## Document text
Testing for Phylogenetic Incongruence
Prevous work by myself and others has shown that one popular procedure for testing phylogenetic congruence among data sets—the ILD or incongruence length difference test—is subject to an excessive Type I error rate. This effect is apparent when data sets contrast significantly in a number of characteristics, including overall evolutionary rates, patterns of among site rate heterogeneity, or lineage-specific evolutionary rate variation. In a wide range of situations, the ILD will strongly reject congruence (or “homogeneity”), even though data sets are known to share the same underlying history of branching patterns. I am developing a new parsimony-based alternative to the ILD, which appears to ameliorate this effect. However, a second problem with the test—a lack of statistical power—can probably only be overcome by use of explicitly model-based analyses.

Nominal Type I error rates for the ILD test under various evolutionary models, for a given underlying tree and contrasting rates (rate 1: rate 2) of sequence evolution.

Phylogeny and Molecular Evolution of Nuthatches (Sittidae)

## Given records
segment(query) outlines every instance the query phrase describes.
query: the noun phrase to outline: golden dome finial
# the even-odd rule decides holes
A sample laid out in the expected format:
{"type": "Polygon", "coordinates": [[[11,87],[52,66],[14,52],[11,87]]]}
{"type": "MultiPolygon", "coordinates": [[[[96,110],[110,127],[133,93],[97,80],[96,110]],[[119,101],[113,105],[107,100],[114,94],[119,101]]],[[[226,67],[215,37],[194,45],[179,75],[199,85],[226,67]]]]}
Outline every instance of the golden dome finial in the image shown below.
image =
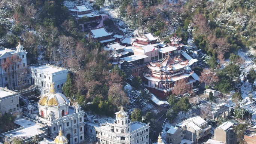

## Activity
Summarize the text on testing for phylogenetic incongruence in two sentences.

## Task output
Earlier work by the writer and others has shown that the ILD test, a popular way to test whether data sets agree on phylogeny, too often rejects congruence when the data sets differ in traits such as overall evolutionary rates, even though they share the same branching history. The writer is developing a new parsimony-based alternative that seems to lessen this problem, but the test's lack of statistical power can probably only be overcome with explicitly model-based analyses.